Biomarkers and Dualism (after Nietzsche)

To criticise the dominant, bioreductionist paradigms in psychiatry and psychology risks is to invite to supposedly scandalous epithets –  ‘anti-psychiatrist’ and ‘Cartesian dualist’.

Yet to distinguish between disciplines – on the one hand, those with historical, discursively-constructed objects (such as linguistics, or history) as against the ‘hard’ sciences (such as mathematics, or physics) – implies nothing in the order of mind/body dualism. Notwithstanding any biological correlates, psychiatric phenomena fall clearly within the first category of disciplines.

The irony is that those who trumpet their materialism and monism with an emphasis on biological correlates – or, better yet, the search for elusive ‘biomarkers’ (neural or genetic) – are in fact far more dualistic than their allegedly anti-psychiatric opponents. What is the search for biomarkers other than an attempt to look beyond the materiality of discourse to invent a kind of ding an sich, that would serve as the truth of a subjective complaint?

Supposing this quest for a psychiatrist’s El Dorado came to fruition, and biomarkers were found by our closet dualists. The clinician could conceivably ignore a subject’s speech and history, and come straight to a diagnosis by way of a biological test. In this way, the biological test would serve as the subject’s supra-sensible ‘reality’, beyond any subjectivity.

Yet what could such a biomarker (eg. for depression, or anxiety) possibly mean in the absence of a corresponding complaint? To borrow from Nietzsche: such knowledge would be as inconsequential as a chemical analysis of water must be to a boatman facing a storm.

Localization data, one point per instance
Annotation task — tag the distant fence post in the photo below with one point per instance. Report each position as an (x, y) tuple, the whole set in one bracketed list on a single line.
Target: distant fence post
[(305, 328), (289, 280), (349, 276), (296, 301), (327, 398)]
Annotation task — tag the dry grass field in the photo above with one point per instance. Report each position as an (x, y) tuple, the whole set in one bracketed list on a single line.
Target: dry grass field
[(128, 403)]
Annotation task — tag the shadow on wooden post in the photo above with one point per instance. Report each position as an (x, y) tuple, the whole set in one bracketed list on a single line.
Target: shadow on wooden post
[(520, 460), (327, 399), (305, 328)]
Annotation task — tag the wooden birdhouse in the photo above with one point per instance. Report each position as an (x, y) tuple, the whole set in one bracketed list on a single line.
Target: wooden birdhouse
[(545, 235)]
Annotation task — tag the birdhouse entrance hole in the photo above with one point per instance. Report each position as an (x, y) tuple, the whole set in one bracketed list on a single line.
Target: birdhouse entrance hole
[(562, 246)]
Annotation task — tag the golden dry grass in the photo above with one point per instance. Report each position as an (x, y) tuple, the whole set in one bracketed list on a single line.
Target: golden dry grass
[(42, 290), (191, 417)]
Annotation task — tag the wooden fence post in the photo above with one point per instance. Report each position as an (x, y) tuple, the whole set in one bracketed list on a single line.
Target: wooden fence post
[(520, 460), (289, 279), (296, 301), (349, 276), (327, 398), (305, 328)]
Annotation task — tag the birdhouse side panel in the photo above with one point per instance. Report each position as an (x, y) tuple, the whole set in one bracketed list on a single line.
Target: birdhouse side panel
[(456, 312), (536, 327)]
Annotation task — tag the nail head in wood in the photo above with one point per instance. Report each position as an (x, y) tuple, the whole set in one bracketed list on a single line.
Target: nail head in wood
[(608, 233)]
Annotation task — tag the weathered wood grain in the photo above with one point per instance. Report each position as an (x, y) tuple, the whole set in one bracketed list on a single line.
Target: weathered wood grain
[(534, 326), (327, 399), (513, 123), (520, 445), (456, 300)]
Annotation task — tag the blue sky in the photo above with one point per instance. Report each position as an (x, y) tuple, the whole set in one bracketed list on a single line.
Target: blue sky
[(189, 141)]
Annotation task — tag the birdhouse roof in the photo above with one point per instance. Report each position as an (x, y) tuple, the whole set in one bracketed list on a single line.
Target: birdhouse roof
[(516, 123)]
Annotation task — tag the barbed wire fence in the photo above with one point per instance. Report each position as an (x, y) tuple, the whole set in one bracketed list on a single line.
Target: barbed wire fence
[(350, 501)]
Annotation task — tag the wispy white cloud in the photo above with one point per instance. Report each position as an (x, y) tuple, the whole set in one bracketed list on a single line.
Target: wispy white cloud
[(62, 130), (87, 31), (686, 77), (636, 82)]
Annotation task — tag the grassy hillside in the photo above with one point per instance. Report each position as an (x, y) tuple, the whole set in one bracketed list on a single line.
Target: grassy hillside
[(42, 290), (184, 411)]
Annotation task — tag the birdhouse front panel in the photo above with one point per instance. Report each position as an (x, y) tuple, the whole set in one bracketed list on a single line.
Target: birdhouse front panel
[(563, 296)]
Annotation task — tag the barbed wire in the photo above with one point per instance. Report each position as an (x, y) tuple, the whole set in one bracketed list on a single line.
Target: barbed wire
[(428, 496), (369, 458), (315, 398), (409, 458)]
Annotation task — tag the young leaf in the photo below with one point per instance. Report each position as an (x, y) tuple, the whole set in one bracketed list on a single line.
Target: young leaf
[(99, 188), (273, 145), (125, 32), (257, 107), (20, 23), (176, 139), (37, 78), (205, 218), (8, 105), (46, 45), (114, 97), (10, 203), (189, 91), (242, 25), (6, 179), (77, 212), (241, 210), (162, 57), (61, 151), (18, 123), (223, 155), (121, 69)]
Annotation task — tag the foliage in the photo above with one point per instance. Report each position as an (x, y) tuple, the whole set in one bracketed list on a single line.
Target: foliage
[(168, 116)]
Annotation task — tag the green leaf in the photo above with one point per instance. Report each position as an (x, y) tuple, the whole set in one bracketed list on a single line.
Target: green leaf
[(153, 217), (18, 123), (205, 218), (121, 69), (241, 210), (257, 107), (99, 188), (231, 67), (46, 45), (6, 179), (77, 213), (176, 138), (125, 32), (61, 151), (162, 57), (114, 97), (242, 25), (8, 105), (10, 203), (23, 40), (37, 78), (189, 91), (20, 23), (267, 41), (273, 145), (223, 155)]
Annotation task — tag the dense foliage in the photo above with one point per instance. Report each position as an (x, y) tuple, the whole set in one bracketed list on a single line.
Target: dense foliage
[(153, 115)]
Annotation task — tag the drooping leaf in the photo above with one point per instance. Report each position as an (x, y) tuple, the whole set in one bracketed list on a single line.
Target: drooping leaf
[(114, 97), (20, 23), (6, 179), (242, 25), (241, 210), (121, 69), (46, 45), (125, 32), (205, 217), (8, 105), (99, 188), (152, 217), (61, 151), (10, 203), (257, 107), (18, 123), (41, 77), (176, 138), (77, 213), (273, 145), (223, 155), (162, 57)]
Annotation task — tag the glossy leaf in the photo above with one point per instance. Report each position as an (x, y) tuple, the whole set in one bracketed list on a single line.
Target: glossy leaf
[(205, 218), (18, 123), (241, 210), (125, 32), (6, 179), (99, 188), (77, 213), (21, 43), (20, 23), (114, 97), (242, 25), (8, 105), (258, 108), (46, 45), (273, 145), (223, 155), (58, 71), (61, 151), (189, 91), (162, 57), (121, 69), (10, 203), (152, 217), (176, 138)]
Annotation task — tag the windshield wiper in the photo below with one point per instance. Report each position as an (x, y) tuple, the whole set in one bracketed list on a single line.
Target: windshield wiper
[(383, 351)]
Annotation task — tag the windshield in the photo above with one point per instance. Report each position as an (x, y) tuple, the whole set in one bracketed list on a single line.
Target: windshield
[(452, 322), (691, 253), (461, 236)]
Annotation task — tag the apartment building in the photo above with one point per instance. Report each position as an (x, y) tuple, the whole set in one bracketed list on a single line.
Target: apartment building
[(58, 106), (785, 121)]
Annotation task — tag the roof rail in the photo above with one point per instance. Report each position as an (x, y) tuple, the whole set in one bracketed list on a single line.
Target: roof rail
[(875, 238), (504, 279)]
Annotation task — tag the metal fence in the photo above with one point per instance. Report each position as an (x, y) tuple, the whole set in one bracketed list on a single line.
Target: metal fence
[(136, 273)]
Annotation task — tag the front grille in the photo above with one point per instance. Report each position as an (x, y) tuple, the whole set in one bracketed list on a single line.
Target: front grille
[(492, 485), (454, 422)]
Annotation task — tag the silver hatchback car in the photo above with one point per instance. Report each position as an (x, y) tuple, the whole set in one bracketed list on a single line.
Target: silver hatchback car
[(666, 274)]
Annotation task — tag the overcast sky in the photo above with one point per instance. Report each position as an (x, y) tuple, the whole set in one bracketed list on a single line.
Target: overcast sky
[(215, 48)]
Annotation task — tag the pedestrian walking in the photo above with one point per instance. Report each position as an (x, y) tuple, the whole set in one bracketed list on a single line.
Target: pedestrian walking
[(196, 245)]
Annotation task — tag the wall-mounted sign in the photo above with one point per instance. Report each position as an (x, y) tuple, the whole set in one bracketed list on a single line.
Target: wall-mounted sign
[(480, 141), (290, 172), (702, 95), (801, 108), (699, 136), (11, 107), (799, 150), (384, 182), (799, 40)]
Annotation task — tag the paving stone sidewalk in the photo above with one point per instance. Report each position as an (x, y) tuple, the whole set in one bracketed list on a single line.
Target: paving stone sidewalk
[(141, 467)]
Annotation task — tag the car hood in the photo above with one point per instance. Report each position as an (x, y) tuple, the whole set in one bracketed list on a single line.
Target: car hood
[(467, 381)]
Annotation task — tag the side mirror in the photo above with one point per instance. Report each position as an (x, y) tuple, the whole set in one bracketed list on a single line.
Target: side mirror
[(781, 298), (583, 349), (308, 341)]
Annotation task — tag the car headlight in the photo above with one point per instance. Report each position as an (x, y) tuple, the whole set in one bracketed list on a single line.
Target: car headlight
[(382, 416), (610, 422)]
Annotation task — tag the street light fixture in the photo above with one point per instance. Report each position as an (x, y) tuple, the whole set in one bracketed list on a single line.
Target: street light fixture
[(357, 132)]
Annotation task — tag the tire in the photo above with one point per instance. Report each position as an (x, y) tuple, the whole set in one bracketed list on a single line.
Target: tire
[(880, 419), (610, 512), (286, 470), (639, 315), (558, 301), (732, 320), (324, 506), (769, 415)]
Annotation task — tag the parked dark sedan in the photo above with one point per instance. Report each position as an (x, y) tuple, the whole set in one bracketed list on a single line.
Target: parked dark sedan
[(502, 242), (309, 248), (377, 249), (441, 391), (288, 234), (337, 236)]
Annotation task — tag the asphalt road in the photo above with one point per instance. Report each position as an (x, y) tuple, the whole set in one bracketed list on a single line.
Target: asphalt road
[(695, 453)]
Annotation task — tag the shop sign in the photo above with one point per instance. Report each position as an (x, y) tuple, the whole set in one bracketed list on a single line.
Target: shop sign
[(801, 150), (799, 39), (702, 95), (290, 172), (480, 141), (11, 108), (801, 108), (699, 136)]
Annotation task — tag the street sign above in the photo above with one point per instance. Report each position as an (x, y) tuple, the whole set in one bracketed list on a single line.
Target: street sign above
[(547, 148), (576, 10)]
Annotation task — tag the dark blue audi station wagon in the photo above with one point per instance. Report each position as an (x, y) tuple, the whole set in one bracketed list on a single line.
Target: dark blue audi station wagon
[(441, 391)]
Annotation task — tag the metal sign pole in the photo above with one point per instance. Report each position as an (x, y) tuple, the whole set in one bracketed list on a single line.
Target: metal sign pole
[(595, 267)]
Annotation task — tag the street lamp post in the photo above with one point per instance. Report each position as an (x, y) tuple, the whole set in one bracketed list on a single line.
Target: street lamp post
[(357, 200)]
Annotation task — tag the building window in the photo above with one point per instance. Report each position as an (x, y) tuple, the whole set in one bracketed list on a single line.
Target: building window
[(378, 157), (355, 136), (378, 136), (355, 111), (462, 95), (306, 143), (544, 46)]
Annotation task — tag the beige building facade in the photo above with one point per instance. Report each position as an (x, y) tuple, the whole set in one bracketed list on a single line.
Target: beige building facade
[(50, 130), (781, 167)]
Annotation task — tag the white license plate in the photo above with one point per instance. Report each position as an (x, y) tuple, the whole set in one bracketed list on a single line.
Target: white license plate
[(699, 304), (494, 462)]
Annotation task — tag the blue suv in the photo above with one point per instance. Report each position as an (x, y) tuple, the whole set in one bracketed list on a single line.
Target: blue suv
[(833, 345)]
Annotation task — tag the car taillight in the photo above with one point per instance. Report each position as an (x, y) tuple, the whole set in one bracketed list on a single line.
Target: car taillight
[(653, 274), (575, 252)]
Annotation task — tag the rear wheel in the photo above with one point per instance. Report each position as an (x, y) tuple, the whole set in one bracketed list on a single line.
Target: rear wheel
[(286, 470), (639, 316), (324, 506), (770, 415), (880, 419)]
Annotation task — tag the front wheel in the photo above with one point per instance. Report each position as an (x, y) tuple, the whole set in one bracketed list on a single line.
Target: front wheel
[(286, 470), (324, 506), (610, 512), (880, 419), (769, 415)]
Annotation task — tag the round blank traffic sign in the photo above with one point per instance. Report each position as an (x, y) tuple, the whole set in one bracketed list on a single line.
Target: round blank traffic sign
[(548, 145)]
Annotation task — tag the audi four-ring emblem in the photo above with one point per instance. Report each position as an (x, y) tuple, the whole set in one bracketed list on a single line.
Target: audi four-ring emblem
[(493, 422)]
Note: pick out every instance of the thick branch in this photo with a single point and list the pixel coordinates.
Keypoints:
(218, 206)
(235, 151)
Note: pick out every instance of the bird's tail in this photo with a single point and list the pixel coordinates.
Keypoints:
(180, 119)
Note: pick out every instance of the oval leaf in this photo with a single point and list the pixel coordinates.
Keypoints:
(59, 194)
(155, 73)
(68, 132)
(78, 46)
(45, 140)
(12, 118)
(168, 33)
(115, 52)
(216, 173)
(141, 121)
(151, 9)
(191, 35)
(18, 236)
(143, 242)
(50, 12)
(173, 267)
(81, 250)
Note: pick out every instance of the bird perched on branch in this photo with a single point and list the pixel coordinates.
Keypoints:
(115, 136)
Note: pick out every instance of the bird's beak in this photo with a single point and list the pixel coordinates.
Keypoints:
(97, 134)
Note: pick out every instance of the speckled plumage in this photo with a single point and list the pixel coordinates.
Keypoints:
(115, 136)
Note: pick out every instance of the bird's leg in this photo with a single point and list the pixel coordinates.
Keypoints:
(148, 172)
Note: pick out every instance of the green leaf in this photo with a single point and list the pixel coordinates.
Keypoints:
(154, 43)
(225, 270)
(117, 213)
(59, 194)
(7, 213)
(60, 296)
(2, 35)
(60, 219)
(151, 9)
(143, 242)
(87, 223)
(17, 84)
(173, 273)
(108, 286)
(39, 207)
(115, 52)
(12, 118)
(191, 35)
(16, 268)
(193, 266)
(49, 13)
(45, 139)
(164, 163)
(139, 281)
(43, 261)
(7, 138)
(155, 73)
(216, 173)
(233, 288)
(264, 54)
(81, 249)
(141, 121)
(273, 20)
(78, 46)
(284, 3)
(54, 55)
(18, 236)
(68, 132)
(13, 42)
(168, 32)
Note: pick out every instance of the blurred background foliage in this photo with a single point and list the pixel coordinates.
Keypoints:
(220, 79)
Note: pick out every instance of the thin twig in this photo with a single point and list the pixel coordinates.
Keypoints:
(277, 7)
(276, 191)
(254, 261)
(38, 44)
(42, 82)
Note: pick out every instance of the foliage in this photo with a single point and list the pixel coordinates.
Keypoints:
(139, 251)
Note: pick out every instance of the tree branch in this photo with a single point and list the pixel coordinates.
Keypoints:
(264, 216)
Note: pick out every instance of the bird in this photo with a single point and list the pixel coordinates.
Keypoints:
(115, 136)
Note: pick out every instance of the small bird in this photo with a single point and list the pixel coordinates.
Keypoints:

Exercise
Could you quote the piece on biomarkers and dualism, starting with "Supposing this quest" and going on through "beyond any subjectivity."? This material has nothing to do with what you are asked to do.

Exercise answer
Supposing this quest for a psychiatrist’s El Dorado came to fruition, and biomarkers were found by our closet dualists. The clinician could conceivably ignore a subject’s speech and history, and come straight to a diagnosis by way of a biological test. In this way, the biological test would serve as the subject’s supra-sensible ‘reality’, beyond any subjectivity.